### TASK BRIEF
Work through the lines below and count those holding "jacket"; reply with the number only.

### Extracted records
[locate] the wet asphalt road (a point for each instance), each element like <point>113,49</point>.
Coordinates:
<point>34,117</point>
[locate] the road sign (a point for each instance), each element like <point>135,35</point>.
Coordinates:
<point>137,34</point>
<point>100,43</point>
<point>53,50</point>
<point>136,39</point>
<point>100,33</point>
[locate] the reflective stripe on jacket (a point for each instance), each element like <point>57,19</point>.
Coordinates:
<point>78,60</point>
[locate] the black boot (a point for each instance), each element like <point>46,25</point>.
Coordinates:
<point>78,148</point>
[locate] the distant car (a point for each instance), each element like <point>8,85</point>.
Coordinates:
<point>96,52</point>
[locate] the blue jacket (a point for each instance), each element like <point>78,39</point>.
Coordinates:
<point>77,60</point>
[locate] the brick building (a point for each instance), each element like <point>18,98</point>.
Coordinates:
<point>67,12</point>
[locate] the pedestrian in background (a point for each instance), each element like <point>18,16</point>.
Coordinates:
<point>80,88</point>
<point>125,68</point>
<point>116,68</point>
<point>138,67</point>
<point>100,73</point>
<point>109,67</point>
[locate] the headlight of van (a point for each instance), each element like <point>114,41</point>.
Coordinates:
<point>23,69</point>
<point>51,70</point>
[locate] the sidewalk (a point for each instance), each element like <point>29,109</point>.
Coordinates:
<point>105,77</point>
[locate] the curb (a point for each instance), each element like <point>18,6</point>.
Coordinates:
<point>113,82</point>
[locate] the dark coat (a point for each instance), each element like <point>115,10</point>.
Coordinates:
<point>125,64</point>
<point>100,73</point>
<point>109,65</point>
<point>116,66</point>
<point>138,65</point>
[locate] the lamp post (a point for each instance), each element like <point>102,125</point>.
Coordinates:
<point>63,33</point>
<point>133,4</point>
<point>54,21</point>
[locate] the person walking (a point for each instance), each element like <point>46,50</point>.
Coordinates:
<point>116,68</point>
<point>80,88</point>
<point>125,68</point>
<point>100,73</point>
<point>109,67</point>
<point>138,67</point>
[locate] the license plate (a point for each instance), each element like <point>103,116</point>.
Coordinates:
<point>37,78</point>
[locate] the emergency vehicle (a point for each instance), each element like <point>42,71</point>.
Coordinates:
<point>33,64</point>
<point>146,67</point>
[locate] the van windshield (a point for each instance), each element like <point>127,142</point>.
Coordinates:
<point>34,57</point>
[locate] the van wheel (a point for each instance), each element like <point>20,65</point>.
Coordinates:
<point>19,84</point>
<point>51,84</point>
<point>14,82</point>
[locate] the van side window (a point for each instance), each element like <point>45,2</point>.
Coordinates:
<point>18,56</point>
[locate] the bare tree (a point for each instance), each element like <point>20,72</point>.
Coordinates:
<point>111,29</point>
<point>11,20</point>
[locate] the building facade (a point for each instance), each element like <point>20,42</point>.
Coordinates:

### ANSWER TO THE PROBLEM
2